== WORK REQUIRED ==
Beneath this instruction is a block of data; output from it exactly the lines that run from the one containing "On the screen shown above, can you pinpoint the distant" through the one containing "On the screen shown above, can you pinpoint the tree", inclusive.

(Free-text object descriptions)
- - -
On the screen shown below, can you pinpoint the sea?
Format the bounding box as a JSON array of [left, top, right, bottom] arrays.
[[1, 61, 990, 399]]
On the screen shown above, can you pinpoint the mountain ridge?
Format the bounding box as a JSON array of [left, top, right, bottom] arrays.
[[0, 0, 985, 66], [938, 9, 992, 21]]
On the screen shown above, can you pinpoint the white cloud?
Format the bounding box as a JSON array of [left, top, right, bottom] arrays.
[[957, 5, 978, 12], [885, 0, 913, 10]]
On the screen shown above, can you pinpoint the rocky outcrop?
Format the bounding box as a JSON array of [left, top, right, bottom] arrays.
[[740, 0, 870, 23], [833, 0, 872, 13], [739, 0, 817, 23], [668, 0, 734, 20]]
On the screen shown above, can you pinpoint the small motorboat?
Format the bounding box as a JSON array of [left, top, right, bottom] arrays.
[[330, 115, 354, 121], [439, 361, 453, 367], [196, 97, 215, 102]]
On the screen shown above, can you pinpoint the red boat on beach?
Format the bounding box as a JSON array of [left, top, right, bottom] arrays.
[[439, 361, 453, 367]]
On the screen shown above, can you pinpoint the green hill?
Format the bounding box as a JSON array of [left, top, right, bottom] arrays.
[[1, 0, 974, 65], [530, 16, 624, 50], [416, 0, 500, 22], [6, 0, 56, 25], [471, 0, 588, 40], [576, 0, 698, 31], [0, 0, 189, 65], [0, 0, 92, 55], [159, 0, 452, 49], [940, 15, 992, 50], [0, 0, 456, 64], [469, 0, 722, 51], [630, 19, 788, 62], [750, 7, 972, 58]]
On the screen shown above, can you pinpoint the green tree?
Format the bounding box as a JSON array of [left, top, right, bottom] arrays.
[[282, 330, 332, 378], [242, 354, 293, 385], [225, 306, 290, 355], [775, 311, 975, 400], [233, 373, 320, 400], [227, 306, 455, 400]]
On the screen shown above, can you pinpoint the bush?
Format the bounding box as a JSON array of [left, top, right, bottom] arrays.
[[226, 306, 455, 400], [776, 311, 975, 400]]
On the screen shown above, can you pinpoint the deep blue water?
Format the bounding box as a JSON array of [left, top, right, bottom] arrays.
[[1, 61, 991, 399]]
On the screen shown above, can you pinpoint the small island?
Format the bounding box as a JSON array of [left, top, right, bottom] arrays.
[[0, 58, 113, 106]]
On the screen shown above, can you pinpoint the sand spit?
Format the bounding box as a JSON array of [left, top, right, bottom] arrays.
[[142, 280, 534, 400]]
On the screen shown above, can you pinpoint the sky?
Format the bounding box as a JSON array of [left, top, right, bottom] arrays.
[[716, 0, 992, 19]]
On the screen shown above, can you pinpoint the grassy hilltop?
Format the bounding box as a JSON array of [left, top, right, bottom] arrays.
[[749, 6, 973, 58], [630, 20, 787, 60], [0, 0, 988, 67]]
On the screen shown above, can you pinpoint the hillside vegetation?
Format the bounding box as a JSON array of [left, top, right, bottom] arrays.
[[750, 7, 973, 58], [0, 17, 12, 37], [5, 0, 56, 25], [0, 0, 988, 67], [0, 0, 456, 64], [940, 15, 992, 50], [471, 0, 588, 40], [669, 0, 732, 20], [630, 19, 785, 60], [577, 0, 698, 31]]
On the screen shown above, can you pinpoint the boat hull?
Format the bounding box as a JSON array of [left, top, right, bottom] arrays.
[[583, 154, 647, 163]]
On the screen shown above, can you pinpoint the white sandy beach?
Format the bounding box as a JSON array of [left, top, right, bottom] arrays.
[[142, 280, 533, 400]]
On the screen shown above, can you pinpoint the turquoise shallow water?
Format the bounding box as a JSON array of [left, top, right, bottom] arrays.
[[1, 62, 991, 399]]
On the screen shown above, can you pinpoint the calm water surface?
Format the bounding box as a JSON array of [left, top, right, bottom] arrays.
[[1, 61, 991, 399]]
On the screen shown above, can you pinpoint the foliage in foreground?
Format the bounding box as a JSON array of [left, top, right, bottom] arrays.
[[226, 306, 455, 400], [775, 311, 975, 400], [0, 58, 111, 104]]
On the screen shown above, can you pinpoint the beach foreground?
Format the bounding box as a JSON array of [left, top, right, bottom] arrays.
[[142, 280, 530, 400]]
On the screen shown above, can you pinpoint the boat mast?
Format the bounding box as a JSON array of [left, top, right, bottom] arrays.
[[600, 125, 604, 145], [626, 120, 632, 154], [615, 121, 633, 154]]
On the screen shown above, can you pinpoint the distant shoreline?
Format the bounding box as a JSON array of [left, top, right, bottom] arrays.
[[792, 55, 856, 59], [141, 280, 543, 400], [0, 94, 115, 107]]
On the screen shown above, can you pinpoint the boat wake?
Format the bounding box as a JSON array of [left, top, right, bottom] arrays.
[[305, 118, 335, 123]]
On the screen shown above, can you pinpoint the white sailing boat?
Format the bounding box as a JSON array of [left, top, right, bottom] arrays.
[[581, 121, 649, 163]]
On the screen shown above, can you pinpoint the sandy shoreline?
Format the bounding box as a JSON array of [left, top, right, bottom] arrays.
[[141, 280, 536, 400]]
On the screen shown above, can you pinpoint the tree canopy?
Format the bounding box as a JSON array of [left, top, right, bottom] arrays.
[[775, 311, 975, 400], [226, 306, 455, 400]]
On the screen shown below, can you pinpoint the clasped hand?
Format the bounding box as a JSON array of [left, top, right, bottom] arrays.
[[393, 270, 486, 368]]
- - -
== WRITTEN SOLUTION ==
On the screen shown above, can you pinpoint the distant shoreline?
Format the bounding box as a JSON array of [left, top, right, bottom] arrays.
[[792, 55, 856, 59], [141, 280, 543, 400], [0, 94, 115, 107]]
On the screen shown above, can you pinpoint the boat wake?
Format the bounding box as a JSON array of [left, top, right, bottom] arrays.
[[305, 118, 335, 123]]
On the screen shown above, can you pinpoint the white sailing boat?
Format the bounding box as a JSON array of [left, top, right, bottom] arrays.
[[581, 121, 649, 163]]
On the screen shown above, can you pinpoint the sandy shoreline?
Format the bounding box as a JSON array of [left, top, right, bottom] arrays.
[[141, 280, 536, 400]]
On the screen shown above, can you pinpoint the tree canopy?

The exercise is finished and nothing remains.